- **DATA RECORDS**:
+++
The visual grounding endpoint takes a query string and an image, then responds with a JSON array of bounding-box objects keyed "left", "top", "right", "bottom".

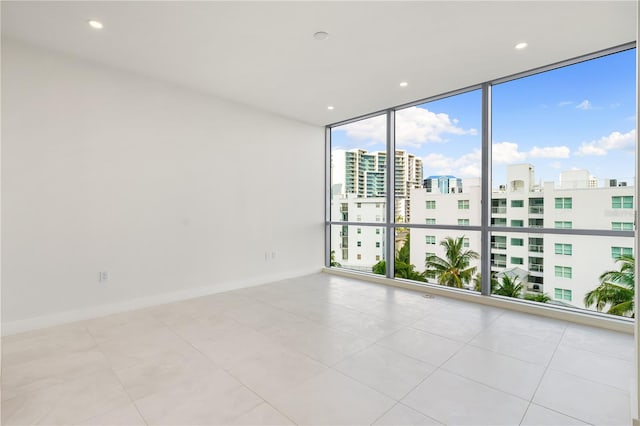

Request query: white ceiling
[{"left": 2, "top": 1, "right": 637, "bottom": 126}]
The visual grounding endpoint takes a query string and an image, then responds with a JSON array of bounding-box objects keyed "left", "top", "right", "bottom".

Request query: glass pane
[
  {"left": 330, "top": 225, "right": 386, "bottom": 273},
  {"left": 490, "top": 232, "right": 634, "bottom": 317},
  {"left": 492, "top": 49, "right": 636, "bottom": 230},
  {"left": 330, "top": 115, "right": 387, "bottom": 222},
  {"left": 393, "top": 228, "right": 481, "bottom": 292},
  {"left": 397, "top": 90, "right": 481, "bottom": 225}
]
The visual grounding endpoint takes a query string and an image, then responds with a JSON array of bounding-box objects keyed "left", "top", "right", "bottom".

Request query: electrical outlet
[{"left": 99, "top": 271, "right": 109, "bottom": 282}]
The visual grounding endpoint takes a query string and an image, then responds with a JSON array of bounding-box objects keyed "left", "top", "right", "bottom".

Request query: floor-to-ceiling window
[
  {"left": 395, "top": 89, "right": 482, "bottom": 292},
  {"left": 490, "top": 49, "right": 636, "bottom": 314},
  {"left": 327, "top": 44, "right": 636, "bottom": 319},
  {"left": 330, "top": 114, "right": 388, "bottom": 273}
]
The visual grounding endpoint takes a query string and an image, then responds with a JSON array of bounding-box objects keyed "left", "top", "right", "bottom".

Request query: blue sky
[{"left": 332, "top": 48, "right": 636, "bottom": 187}]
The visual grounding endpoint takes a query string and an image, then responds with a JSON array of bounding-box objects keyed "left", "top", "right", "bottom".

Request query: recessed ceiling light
[
  {"left": 88, "top": 20, "right": 104, "bottom": 29},
  {"left": 327, "top": 106, "right": 335, "bottom": 110},
  {"left": 515, "top": 42, "right": 528, "bottom": 50},
  {"left": 400, "top": 81, "right": 409, "bottom": 87},
  {"left": 314, "top": 31, "right": 329, "bottom": 41}
]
+++
Keep every word of the material exactly as given. Drop the pictures.

The visual grounding endpoint takes a query string and an image, then responds with a JSON array of bounding-box objects keyed "left", "top", "right", "bottom".


Request query: white ceiling
[{"left": 2, "top": 1, "right": 637, "bottom": 126}]
The visual grounding endpoint takes a query string and an image, then responds with a JSON array of bounding-box objects keyed "left", "top", "right", "bottom".

Request query: glass pane
[
  {"left": 330, "top": 225, "right": 386, "bottom": 273},
  {"left": 490, "top": 232, "right": 634, "bottom": 317},
  {"left": 492, "top": 49, "right": 636, "bottom": 230},
  {"left": 330, "top": 115, "right": 387, "bottom": 222},
  {"left": 393, "top": 228, "right": 481, "bottom": 292},
  {"left": 397, "top": 90, "right": 481, "bottom": 225}
]
The visual grounding endpoint takes a query string and an image, then responds with a JSON array of bounding-box objects keyed "left", "top", "right", "bottom".

Request query: electrical outlet
[{"left": 99, "top": 271, "right": 109, "bottom": 282}]
The visual grounding endpoint takes a query string and an image, then responds with a JSON array of bounding-box objects keyed "left", "top", "right", "bottom".

Request query: floor-to-ceiling window
[
  {"left": 395, "top": 89, "right": 482, "bottom": 292},
  {"left": 490, "top": 49, "right": 636, "bottom": 314},
  {"left": 327, "top": 44, "right": 636, "bottom": 319},
  {"left": 330, "top": 114, "right": 388, "bottom": 273}
]
The visual grounding endpoint takes a query string and an image, then responds with a JSON array of bounding-box objects keyed "left", "top", "right", "bottom".

Request query: blue sky
[{"left": 332, "top": 48, "right": 636, "bottom": 187}]
The visual grounding endpoint takes a query string and an image, then responds with a JSON array of bounding-box objects keyed "left", "top", "right", "bottom".

Request query: recessed ceiling light
[
  {"left": 88, "top": 20, "right": 104, "bottom": 29},
  {"left": 327, "top": 106, "right": 335, "bottom": 110},
  {"left": 515, "top": 42, "right": 528, "bottom": 50},
  {"left": 400, "top": 81, "right": 409, "bottom": 87},
  {"left": 314, "top": 31, "right": 329, "bottom": 41}
]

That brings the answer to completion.